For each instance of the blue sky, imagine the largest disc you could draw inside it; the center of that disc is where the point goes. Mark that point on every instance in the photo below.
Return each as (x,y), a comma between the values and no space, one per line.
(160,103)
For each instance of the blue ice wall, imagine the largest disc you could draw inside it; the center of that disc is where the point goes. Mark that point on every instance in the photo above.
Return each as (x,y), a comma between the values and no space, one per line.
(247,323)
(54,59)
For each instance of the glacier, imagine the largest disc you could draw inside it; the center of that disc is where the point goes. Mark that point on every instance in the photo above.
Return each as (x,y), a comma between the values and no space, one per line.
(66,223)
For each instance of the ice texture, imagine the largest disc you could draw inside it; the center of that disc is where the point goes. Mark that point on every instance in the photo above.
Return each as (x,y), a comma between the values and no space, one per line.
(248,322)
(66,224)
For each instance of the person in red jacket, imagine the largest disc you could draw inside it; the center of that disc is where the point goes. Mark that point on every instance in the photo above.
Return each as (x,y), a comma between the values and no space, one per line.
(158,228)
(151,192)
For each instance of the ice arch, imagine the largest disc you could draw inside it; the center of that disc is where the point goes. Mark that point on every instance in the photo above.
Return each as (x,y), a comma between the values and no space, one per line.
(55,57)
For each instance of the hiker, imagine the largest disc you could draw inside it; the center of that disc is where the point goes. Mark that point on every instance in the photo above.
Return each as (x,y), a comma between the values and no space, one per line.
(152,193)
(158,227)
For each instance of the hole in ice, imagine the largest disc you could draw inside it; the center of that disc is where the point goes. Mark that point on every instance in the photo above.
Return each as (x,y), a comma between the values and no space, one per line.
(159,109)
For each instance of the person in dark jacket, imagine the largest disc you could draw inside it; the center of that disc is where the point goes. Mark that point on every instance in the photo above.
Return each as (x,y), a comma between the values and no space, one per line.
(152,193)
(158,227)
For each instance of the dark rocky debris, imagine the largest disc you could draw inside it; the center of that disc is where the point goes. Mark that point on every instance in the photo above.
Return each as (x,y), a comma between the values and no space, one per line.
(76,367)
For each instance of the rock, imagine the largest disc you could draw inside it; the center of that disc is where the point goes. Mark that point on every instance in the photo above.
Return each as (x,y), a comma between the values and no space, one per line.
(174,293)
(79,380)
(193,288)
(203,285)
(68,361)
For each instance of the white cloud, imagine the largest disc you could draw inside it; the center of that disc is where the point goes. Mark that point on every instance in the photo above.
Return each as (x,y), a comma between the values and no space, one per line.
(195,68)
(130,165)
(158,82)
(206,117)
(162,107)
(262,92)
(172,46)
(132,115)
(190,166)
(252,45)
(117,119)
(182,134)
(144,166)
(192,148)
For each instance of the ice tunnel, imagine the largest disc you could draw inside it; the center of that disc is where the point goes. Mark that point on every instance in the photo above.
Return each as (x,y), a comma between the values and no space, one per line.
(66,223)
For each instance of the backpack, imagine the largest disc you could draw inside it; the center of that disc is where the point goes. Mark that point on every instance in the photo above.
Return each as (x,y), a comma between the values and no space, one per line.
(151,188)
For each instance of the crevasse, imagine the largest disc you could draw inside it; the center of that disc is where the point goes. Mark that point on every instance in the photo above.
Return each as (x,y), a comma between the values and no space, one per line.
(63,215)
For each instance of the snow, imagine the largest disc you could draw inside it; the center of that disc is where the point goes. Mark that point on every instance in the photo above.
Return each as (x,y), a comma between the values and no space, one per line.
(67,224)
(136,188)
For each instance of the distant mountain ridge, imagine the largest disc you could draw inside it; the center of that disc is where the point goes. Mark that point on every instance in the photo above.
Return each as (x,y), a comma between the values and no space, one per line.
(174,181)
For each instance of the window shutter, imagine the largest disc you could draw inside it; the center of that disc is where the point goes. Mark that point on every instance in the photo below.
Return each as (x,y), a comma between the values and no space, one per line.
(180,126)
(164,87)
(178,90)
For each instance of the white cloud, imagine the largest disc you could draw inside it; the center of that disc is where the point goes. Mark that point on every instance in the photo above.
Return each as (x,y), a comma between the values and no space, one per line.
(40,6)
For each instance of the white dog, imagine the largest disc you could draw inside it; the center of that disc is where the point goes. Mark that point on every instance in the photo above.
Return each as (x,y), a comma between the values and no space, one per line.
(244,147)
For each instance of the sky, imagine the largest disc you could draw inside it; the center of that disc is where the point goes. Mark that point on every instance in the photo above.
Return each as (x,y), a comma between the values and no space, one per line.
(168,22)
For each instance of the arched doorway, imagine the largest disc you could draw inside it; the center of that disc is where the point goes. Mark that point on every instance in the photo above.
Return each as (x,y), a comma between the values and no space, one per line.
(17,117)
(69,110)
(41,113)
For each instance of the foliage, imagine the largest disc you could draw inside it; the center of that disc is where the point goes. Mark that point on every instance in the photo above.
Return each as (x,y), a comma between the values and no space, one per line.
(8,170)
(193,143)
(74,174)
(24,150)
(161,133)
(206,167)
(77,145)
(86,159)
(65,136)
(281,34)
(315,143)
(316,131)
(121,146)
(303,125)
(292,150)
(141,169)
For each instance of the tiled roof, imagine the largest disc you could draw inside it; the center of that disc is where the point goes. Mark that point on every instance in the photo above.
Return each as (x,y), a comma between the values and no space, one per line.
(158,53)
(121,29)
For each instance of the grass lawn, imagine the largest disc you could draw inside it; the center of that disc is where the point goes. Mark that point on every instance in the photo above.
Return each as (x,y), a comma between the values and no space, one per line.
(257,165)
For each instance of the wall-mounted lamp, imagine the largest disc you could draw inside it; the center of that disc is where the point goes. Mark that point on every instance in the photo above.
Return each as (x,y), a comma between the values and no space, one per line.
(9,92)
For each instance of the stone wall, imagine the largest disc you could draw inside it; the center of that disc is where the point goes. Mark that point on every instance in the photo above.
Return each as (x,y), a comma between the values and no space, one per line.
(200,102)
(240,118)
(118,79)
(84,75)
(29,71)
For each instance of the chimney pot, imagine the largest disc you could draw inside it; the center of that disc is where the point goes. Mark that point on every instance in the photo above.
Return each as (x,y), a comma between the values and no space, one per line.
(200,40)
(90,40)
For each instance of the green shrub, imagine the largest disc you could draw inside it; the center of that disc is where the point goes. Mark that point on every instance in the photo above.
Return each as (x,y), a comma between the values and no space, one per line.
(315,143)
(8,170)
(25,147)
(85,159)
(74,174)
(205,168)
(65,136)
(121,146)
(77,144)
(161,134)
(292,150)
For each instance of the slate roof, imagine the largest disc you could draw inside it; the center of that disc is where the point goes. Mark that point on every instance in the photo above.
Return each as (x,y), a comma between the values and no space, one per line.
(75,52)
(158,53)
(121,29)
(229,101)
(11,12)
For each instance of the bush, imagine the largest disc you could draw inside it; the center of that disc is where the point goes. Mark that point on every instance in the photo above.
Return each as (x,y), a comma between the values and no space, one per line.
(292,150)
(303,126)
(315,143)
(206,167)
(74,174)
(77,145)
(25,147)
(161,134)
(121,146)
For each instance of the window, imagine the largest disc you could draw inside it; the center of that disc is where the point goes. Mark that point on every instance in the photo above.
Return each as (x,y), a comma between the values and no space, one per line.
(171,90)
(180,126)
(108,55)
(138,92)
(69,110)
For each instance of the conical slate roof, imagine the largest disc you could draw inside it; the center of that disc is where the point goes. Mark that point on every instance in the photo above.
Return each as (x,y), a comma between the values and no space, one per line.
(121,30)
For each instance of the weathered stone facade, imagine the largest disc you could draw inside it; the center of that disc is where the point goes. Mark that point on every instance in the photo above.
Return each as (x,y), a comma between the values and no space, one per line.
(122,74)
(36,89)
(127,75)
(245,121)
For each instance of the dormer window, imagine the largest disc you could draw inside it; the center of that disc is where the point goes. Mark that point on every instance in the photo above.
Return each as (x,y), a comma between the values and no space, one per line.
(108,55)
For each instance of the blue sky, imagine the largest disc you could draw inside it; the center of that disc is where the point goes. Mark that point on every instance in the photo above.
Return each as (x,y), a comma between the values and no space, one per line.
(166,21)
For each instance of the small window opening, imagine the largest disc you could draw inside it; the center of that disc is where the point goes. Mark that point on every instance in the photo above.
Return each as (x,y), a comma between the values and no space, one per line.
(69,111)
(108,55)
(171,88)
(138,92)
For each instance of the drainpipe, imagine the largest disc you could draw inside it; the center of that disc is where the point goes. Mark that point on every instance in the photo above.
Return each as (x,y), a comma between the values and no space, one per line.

□ □ □

■ What the task asks ■
In the material above, find each line containing the word "below" and copy it.

■ Solution for this task ■
For each instance of the blue sky, imagine the largest disc you could draw inside it; the center of that disc is where the point goes. Mark that point on every instance in the photo below.
For each instance of the window shutter, imagine the largest disc you could draw inside it; the center of that disc is where the point goes. Mark that point on every instance in the photo below.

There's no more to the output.